## Reading text
+++++
## 1) Imports


In [None]:
import os
import pickle
from pathlib import Path

import pandas as pd
import polars as pl
import ufal.morphodita
from bertopic import BERTopic
from bertopic.representation import KeyBERTInspired
from bertopic.vectorizers import ClassTfidfTransformer
from bertopic.representation import LiteLLM, MaximalMarginalRelevance
from umap import UMAP


from sentence_transformers import SentenceTransformer
from sklearn.feature_extraction.text import CountVectorizer

## 2) Load cleaned data


In [None]:
data_dir = Path("data")
questions_csv_path = data_dir / "questions_cleaned_filtered.csv"
resource_set_path = data_dir / "umimeprogramovatcz-system_resource_set.csv"

questions_df = pl.read_csv(questions_csv_path, separator=",")
resource_set_df = pl.read_csv(resource_set_path, separator=";")

with open("rs_filtered.pickle", "rb") as handle:
    rc_dict = pickle.load(handle)

stopwords = []

with open("stopwords-cs.txt", "r") as f:
    for stopword in f:
        stopwords.append(stopword.replace("\n", ""))

In [None]:
rs_ids = [int(rs_id) for rs_id in rc_dict.keys()]
questions_df = questions_df.filter(pl.col("rs").is_in(rs_ids))


## 3) setup pipeline building blocks

### 1. embedding model


In [None]:
embedding_model = SentenceTransformer("paraphrase-multilingual-mpnet-base-v2")

### 2. Tokenizer


In [None]:
class LemmaTokenizer:
    def __init__(self):
        self.tagger = ufal.morphodita.Tagger.load(
            "czech-morfflex2.0-pdtc1.0-220710/czech-morfflex2.0-pdtc1.0-220710.tagger"
        )
        self.converter = ufal.morphodita.TagsetConverter.newStripLemmaIdConverter(
            self.tagger.getMorpho()
        )
        self.tokenizer = self.tagger.newTokenizer()
        self.forms = ufal.morphodita.Forms()

    def __call__(self, text):
        self.tokenizer.setText(text)
        self.tokenizer.nextSentence(self.forms, None)

        lemmas = ufal.morphodita.TaggedLemmas()
        self.tagger.tag(self.forms, lemmas)

        self.converter.convertAnalyzed(lemmas)
+++++
## Data listing
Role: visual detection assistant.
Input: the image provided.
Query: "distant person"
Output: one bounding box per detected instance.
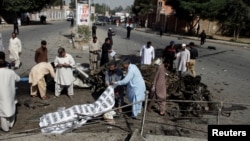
[8,32,22,69]
[162,41,176,72]
[13,18,19,35]
[127,24,132,39]
[54,47,75,98]
[114,58,146,119]
[108,27,115,47]
[35,40,48,64]
[200,30,207,45]
[0,52,20,132]
[188,42,198,77]
[176,44,190,78]
[29,62,55,100]
[105,61,124,113]
[100,38,112,66]
[147,59,167,116]
[140,41,155,65]
[70,17,74,27]
[89,36,101,70]
[92,24,97,37]
[0,33,5,52]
+++++
## Instructions
[1] Name every module the notebook brings in with a bare "import" statement rather than a "from ... import" line.
[2] Put the notebook heading "Load cleaned data" into Spanish.
[3] Continue the topic-modeling notebook from the last line shown.
The material was drawn from a separate source, unrelated to the notebook.

## Outputs
[1] os, pickle, pandas, polars, ufal.morphodita

[2] Cargar los datos limpios

[3]
        raw_lemmas = list([lemma.lemma for lemma in lemmas if lemma.lemma.isalpha()])
        return raw_lemmas


### 3. Representation models


In [None]:
use_llm = False

PROMPT = """
Mám téma (topic), které se vztahuje k následujícím kvízovým otázkám:
[DOCUMENTS]
Téma lze popsat následujícími klíčovými slovy: [KEYWORDS]
Na základě informací výše, extrahuj krátký popisek tématu, použij češtinu a nepřidávej žádné další informace, délka popisku nechť je mezi 3 a 7 slovy. Popisek uveď v následujícím formátu:
topic: <topic label>
"""

representation_models = [KeyBERTInspired(), MaximalMarginalRelevance(0.5)]
if use_llm:
    representation_model_LLM = LiteLLM(
        model="perplexity/sonar-pro", prompt=PROMPT, nr_docs=4
    )
    representation_models.append(representation_model_LLM)


### 4. Count Vectorizer


In [None]:
vectorizer_model = CountVectorizer(
    stop_words=stopwords + ["img", "pravda", "nepravda"],
    tokenizer=LemmaTokenizer(),
)

### 5. UMAP


In [None]:
umap_model = UMAP(
    n_neighbors=15, n_components=5, min_dist=0.0, metric="cosine", random_state=42
)

### 6. Class TFIDF


In [None]:
ctfidf_model = ClassTfidfTransformer(bm25_weighting=False, reduce_frequent_words=False)

## 3) Assemble and run the pipeline for each of the Resource Sets


In [None]:
selected_ids = [rc_id for rc_id in rc_dict.keys()]
selected_rs_names = [rc_dict[id] for id in selected_ids]

dfs = []

for id in selected_ids:
    filtered_questions_df = questions_df.filter(pl.col("rs") == id)
    docs_np = filtered_questions_df["question_correct"].to_numpy().flatten()
    docs = docs_np.tolist()

    topic_model = BERTopic(
        embedding_model=embedding_model,
        ctfidf_model=ctfidf_model,
        representation_model=representation_models,
        vectorizer_model=vectorizer_model,
        verbose=True,
        # zeroshot_topic_list=zeroshot_topic_list,
        # zeroshot_min_similarity=0.40,
        min_topic_size=5,
        umap_model=umap_model,
        top_n_words=5,
        language="multilingual",
    )

    topics, probs = topic_model.fit_transform(docs)

    if -1 in topics:
        new_topics = topic_model.reduce_outliers(
            docs, topics, probabilities=probs, strategy="probabilities"
        )

        topic_model.update_topics(
            docs,
            topics=new_topics,
            vectorizer_model=vectorizer_model,
            representation_model=representation_models,
        )
        documents = pd.DataFrame({"Document": docs, "Topic": new_topics})
        topic_model._update_topic_size(documents)

    df_docs = pl.from_pandas(topic_model.get_document_info(docs))
    df_docs = df_docs.join(df_docs.group_by("Topic").len(), on="Topic")
    df_docs = df_docs.join(
        filtered_questions_df, left_on="Document", right_on="question_correct"
    )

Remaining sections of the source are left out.